**WHAT IS NEEDED:**
Reproduce the rows without any change, from the first one up to and including the line that contains "point(549, 173)".

┌─ RECORD LIST

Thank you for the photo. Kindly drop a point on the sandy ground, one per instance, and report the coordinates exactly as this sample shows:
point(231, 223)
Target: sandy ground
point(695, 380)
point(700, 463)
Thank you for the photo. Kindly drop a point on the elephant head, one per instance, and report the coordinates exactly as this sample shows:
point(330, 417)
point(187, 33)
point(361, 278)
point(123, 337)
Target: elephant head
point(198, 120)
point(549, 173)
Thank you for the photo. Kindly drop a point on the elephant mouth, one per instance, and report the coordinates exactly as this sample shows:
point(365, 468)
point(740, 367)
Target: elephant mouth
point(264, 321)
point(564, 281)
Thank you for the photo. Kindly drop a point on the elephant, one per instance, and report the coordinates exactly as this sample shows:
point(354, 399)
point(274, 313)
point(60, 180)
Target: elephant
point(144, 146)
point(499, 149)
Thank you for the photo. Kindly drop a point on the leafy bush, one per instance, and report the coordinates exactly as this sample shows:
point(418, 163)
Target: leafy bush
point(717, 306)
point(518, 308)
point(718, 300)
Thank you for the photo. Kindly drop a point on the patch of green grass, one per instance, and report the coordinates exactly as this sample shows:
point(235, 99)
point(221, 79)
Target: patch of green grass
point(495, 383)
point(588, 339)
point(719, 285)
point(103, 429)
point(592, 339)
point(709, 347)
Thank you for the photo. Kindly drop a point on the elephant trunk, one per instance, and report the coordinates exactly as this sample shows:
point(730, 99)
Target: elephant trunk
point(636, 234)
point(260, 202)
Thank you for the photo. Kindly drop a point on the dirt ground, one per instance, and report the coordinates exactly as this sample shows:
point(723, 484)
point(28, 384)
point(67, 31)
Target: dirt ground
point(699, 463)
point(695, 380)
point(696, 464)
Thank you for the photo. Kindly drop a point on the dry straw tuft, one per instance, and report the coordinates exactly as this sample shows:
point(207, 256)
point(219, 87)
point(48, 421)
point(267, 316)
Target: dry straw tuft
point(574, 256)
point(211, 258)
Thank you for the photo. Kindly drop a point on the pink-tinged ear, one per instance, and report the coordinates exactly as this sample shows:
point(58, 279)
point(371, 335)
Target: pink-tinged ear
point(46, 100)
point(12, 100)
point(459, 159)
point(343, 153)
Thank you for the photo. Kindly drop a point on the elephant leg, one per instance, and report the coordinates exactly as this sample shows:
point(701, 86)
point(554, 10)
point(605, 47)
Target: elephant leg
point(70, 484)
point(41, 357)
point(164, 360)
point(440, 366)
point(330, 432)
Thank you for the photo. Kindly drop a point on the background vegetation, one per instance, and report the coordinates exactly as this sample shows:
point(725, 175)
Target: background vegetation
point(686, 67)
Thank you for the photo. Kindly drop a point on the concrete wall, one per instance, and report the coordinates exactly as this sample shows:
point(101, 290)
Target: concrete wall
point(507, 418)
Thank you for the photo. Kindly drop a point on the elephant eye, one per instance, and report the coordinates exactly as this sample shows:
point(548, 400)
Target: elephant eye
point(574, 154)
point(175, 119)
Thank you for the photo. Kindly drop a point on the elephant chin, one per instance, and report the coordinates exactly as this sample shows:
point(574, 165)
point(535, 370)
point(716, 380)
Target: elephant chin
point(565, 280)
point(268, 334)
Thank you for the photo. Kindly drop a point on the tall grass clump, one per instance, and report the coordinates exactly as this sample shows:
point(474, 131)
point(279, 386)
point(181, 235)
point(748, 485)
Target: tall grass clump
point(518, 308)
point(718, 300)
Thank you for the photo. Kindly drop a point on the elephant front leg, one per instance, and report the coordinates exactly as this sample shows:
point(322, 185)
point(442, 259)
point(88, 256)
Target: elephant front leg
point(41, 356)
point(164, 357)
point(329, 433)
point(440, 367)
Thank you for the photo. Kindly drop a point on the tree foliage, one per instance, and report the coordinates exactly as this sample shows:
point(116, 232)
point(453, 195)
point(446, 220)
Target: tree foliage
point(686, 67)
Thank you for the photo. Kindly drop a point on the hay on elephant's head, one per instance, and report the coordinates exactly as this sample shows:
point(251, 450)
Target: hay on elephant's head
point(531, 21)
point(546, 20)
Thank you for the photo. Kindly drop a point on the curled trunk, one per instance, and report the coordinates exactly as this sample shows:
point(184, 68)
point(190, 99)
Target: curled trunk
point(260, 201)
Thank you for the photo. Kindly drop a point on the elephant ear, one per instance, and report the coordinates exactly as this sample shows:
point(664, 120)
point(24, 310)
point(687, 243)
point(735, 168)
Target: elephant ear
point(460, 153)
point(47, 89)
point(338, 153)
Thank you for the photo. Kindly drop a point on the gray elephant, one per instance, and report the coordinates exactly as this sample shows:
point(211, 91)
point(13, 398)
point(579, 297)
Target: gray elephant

└─

**WRITTEN ANSWER:**
Thank you for the photo. Kindly drop a point on the sandy ground, one per instance, and report the coordinates exactly as this sample shows:
point(231, 223)
Target: sandy ground
point(695, 380)
point(700, 463)
Thank you for the photo. Kindly drop a point on the elephant head, one per instance, and report the coordinates exactly as this sample shows:
point(330, 417)
point(187, 33)
point(361, 278)
point(123, 337)
Target: elephant head
point(198, 120)
point(549, 173)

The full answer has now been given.